Working line by line, output the entries below exactly as they appear.

------ EXCERPTED DATA ------

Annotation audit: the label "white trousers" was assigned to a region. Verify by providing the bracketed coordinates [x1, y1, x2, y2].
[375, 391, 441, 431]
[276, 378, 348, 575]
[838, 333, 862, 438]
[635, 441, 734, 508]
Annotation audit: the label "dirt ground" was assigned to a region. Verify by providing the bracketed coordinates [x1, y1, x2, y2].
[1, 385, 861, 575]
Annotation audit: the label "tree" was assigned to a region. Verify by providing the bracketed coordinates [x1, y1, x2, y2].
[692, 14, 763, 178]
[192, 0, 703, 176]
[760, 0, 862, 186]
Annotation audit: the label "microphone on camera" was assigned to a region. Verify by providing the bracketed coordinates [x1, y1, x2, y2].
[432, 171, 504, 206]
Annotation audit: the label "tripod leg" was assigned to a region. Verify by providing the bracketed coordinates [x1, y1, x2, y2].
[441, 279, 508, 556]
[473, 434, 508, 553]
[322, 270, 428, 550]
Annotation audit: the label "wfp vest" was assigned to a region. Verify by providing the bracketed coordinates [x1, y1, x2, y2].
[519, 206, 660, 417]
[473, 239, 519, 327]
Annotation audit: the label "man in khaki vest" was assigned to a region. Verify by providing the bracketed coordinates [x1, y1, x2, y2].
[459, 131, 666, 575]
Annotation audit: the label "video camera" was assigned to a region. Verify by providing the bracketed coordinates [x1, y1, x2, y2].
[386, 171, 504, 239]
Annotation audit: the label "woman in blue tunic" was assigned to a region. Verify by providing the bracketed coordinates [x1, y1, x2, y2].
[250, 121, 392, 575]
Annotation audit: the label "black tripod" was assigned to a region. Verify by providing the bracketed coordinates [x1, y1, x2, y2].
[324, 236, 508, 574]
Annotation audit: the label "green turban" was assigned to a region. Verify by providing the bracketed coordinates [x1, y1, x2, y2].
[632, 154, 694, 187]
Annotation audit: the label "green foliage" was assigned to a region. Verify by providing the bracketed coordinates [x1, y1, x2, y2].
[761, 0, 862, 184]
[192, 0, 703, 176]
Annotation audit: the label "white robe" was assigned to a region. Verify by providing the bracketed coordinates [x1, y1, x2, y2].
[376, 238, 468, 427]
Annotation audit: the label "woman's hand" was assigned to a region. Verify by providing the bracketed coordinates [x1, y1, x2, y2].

------

» ANSWER SPACE
Annotation audit: the label "white trousers" was assigned to a region. Verify by providing the bracketed coordinates [x1, y1, x2, y2].
[375, 391, 441, 431]
[276, 378, 348, 575]
[838, 333, 862, 438]
[635, 441, 734, 508]
Annotation audit: the label "dirt ground" was assigned to a region. Verify by providing the bracketed coordinates [x1, y1, x2, y2].
[1, 385, 861, 575]
Annotation audit: the label "tree" was assigned to a region. Verify by providing the bracketed coordinates [x1, y1, x2, y2].
[692, 14, 763, 178]
[192, 0, 703, 176]
[760, 0, 862, 186]
Annotation audit: the label "microphone on camera" was assigned to a region. Verify by providing the bracketed coordinates [x1, y1, x2, y2].
[432, 171, 504, 206]
Annotation audit: the label "tripod leg" was assigned to a region. Verify by providing the bracketed coordinates [x1, y1, x2, y2].
[441, 279, 508, 556]
[473, 434, 508, 553]
[322, 270, 428, 550]
Annotation audit: the label "wfp vest" was assigned to a region. Verify by providing the bracketed coordinates [x1, y1, x2, y2].
[519, 206, 660, 417]
[473, 239, 519, 327]
Annotation audit: the label "man in khaki vest" was assigned to a region. Verify by providing the bracketed coordinates [x1, y1, x2, y2].
[459, 131, 666, 575]
Annotation audit: the label "video camera" was assigned to a region. Verify by providing the bracketed coordinates [x1, y1, x2, y2].
[386, 171, 504, 239]
Annotation audit: the label "woman in blue tunic" was assigned to a region. Verify by providing the bracketed coordinates [x1, y1, x2, y2].
[250, 121, 392, 575]
Annotation audit: the label "black tripod" was assigned to a region. Verify by providing the bracketed coordinates [x1, y1, x2, y2].
[324, 236, 508, 574]
Annotation audit: the label "green turban" was assigned to a region. Verify by providing the bracketed coordinates [x1, y1, x2, y2].
[632, 154, 694, 187]
Annotation audit: the label "green foliage" was assigned to a region. Verify by providing the bracketed coordinates [x1, y1, x2, y2].
[761, 0, 862, 184]
[192, 0, 703, 176]
Annotation audit: the label "white robe" was assigned to a region. Verify by providing the bracketed coordinates [x1, y1, x2, y2].
[376, 238, 468, 427]
Annotation audit: the label "woman's hand" was assigned to a region. Verify by providing the bracketed coordinates [x1, y1, x2, y2].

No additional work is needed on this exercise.